Tasks to complete:
[A] In the article on child malnutrition in Nigeria, rewrite the passage starting with "Oguntona warned" and going on through "deficiency takes effect.", replacing "nutrient deficiency" with "nutritional shortfall".
[B] Continue the article on child malnutrition in Nigeria from its last sentence.

------ Text block ------

Farmer |
Not less than 10
million Nigerian children or 13 per cent of the population of children
in the country are at the risk of becoming mentally deformed in
adulthood - no thanks to nutrient deprivation, particularly lack of
iodine in the diet.
According to data
from Countrymeters.info, as at the beginning of 2017, 40.9 per cent of
the population was aged below 15 while the 15- 65 years bracket
constituted 55.9 per cent and persons aged 65 and above accounted for
3.1 per cent.
In absolute figures, 77,599,973 of young Nigerians are under 15 years old (39,663,430 males and 37,938,439 females).
An average of 13 per cent of this figure which is approximately 10,087,996, is at risk.
Alarm
Raising the alarm
in Lagos, Emeritus professor of nutrition and former President of the
Nutrition Society of Nigeria, Professor Babatunde Oguntona, urged the
Federal government to pay more attention to nutrition of children in the
country and to scale up funding of malnutrition interventions.
Speaking in Lagos
at a Nutrition Symposium on "Malnutrition, Child Development and the
Media" organised by the Media Centre Against Child Malnutrition (MeCAM),
Oguntona, fondly referred to as Father of Nutrition in Nigeria, said it
could only be imagined the implication of having 13 per cent of
mentally deformed children becoming parliamentarians.
"Inadequate iodine
in our food is a serious threat. You can't talk of development when you
ignore the issue of nutrition status of your people."
Oguntona warned
that between 13 and 18 Nigerian children die of malnutrition and related
diseases every hour and called on the media to step up advocacy on the
issue.
School feeding
programme: He identified the school feeding programme as one of the ways
to make up for children that are marginally malnourished, "First we
have a lot of children in this country who have escaped childhood period
and carried over a lot of nutrient deficiency into their early school
years.
"But they are able to continue and the longer they live, the more nutritional deficiency takes effect.

------ Exercise data ------

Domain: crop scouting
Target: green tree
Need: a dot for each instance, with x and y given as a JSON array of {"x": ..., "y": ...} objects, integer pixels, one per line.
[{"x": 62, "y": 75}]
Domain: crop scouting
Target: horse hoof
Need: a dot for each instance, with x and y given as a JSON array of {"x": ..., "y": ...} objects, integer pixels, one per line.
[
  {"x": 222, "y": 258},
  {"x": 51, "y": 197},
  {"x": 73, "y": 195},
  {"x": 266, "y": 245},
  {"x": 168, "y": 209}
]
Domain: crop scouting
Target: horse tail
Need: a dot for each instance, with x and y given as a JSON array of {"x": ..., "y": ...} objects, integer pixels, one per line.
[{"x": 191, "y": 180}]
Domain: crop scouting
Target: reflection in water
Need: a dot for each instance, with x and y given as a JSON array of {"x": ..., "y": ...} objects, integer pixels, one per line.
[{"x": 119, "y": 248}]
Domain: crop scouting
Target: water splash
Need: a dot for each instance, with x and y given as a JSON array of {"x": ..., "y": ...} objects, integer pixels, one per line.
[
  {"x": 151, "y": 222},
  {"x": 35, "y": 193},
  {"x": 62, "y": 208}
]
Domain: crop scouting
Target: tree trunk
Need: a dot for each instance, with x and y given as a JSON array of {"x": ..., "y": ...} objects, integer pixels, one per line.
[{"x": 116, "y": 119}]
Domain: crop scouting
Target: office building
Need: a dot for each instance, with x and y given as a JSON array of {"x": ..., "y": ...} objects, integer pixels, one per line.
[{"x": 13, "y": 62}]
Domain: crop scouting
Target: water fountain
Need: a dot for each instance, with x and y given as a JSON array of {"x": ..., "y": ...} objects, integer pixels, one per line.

------

Exercise results:
[A]
Oguntona warned
that between 13 and 18 Nigerian children die of malnutrition and related
diseases every hour and called on the media to step up advocacy on the
issue.
School feeding
programme: He identified the school feeding programme as one of the ways
to make up for children that are marginally malnourished, "First we
have a lot of children in this country who have escaped childhood period
and carried over a lot of nutritional shortfall into their early school
years.
"But they are able to continue and the longer they live, the more nutritional deficiency takes effect.

[B]
"So a country that
is wise will catch them at the school level and try as much as possible
to make up for that deficiency through adequate school meal."
According to the
nutriton scientist, the benefits of school meals is to provide critical
nutrients that might be missing or missed in early years for the
affected children and also help them to stay in school and benefit from
schooling.
"It is only when
you do that that you can produce children who will develop the country.
If you don't do that you are going to lose a lot of children to
malnutrition and they will continue to carry it over till adulthood.
Such adults cannot truly sustainably develop in a country.
"Another thing is
brain power; a hungry child cannot concentrate. We may not be able to
quantify the benefit of school meals in naira and kobo but the country
would have benefited a lot and some of the children that would have
succumbed to diseases would have been made immuned."
Improper funding:
Nigeria currently lacks proper funding to address the problem, noted
Sunday Okoronkwo, a project manager at the Civil Society on Scaling Up
Nutrition Nigeria (CS-SUNN), who said the actual number of stunted
children in the country could most likely be higher than 11 million.
Okoronkwo, who
represented the CS-SUNN project director, Mrs Beatrice Eluaka, lamented
that the country's $912m action plan on nutrition for 2014 through 2019
remains largely unfunded.
He noted that Nigeria's $100 million counterpart funding of the policy is hardly captured in the annual federal budgets.
He said the 2017 federal budget has no provision for the plan which expires in 2019.
The National
Coordinator of MeCAM in Nigeria, Mr. Remmy Nweke observed that tackling
malnutrition early enough in life is the best proactive measure to have a
future of people with sound health and feeding habits and that
prospecting a nation with sound economy after all, a healthy nation is a
wealthy nation.
"As you may be
aware, the number of Nigerian malnourished children is a big chunk in
the world which accounted for over 2.5 million who are suffering from
Severe Acute Malnutrition (SAM) as at the end of July 2017, according to
UNICEF.
This is exclusive
of others who may be suffering from various forms of malnutrition,
quoted at between 11,000,000 and 13,000,000.
Noting that
Nigeria's rates of severe wasting are among the world's highest at
around 1.9 million children each year, Nweke said 1 in 10 of all
severely wasted children worldwide live in Nigeria.
"Its time we engage
the populace and policy makers towards seeking improved attention for
malnutrition and especially in children.
Top pro-nutrition
civil society groups, including Community Health and Research Initiative
(CHRI), Scaling Up Nutrition Business Network Nigeria and Global
Alliance on Improved Nutrition (GAIN), attended the event.